## What you will do:
Lay out the items below as a two-column CSV with the header text,answer, one row per item. Put each item's text and its answer in its own quoted field, with every line break replaced by a space.

## Raw records:
»»

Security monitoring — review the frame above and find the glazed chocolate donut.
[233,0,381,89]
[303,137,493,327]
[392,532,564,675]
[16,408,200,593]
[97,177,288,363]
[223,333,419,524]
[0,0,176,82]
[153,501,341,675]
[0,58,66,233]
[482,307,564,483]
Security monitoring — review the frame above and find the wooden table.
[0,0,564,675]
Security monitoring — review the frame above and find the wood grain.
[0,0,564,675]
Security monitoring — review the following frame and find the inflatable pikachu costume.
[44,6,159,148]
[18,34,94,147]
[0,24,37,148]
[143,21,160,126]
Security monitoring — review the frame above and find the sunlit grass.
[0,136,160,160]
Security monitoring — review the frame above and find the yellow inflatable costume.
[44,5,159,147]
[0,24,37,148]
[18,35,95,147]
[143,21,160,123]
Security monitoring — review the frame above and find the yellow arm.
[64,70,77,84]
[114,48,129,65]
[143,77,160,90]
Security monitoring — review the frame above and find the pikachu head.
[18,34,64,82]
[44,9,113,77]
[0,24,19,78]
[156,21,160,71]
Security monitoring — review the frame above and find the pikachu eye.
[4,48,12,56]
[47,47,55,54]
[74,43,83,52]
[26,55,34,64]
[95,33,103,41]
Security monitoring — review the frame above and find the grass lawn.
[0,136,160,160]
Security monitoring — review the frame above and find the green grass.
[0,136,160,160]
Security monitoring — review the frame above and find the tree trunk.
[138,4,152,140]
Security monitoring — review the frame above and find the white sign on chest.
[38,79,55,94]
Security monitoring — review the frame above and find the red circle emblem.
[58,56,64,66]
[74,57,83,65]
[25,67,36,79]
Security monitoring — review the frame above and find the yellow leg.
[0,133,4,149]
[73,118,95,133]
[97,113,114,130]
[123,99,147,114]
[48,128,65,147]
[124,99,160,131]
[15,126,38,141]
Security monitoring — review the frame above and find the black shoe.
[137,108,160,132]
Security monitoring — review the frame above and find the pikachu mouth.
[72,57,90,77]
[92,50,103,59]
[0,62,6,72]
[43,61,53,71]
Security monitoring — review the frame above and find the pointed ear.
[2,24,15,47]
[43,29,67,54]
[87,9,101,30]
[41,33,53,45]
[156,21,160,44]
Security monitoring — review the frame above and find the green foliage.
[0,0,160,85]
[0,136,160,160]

««

## Full response:
text,answer
"Security monitoring — review the frame above and find the glazed chocolate donut.","[233,0,381,89] [303,137,493,327] [392,532,564,675] [16,408,200,593] [97,177,288,363] [223,333,419,524] [0,0,176,82] [153,501,341,675] [0,58,66,233] [482,307,564,483]"
"Security monitoring — review the frame above and find the wooden table.","[0,0,564,675]"
"Security monitoring — review the frame above and find the wood grain.","[0,0,564,675]"
"Security monitoring — review the following frame and find the inflatable pikachu costume.","[44,6,159,148] [18,34,94,147] [0,24,37,148] [143,21,160,126]"
"Security monitoring — review the frame above and find the sunlit grass.","[0,136,160,160]"
"Security monitoring — review the frame above and find the yellow inflatable costume.","[44,5,159,147] [0,24,37,148] [18,35,95,147] [143,21,160,123]"
"Security monitoring — review the frame above and find the yellow arm.","[64,70,77,84] [114,48,129,65] [143,77,160,90]"
"Security monitoring — review the frame above and find the pikachu head.","[18,34,64,82] [44,9,113,77] [0,24,19,78] [156,21,160,71]"
"Security monitoring — review the frame above and find the pikachu eye.","[4,48,12,56] [47,47,55,54] [74,43,83,52] [26,55,34,64] [95,33,103,41]"
"Security monitoring — review the frame above and find the grass lawn.","[0,136,160,160]"
"Security monitoring — review the frame above and find the green grass.","[0,136,160,160]"
"Security monitoring — review the frame above and find the tree trunk.","[138,4,152,140]"
"Security monitoring — review the frame above and find the white sign on chest.","[38,79,55,94]"
"Security monitoring — review the frame above and find the red circle emblem.","[58,56,64,66] [74,57,83,65] [25,67,36,79]"
"Security monitoring — review the frame above and find the yellow leg.","[0,133,4,149] [73,118,95,133] [97,113,114,130] [123,99,147,114] [48,128,65,147] [124,99,160,131] [15,126,38,141]"
"Security monitoring — review the frame above and find the black shoe.","[137,108,160,132]"
"Security monitoring — review the frame above and find the pikachu mouth.","[72,57,90,77] [92,50,103,59] [0,62,6,72] [43,61,53,71]"
"Security monitoring — review the frame above and find the pointed ear.","[2,24,15,47] [43,29,67,54] [87,9,101,30] [41,33,53,45] [156,21,160,44]"
"Security monitoring — review the frame above and find the green foliage.","[0,0,160,85] [0,136,160,160]"